* PROBLEM REQUIREMENTS: Each entry needs to be reproduced exactly as it is.

---------- INPUT DATA

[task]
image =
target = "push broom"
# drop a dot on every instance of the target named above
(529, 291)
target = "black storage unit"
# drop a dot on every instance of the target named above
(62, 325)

--------------------

* ANSWER SECTION:
[task]
image =
target = "push broom"
# drop a dot on every instance of the target named above
(529, 291)
target = "black storage unit"
# drop a dot on every instance of the target named above
(62, 325)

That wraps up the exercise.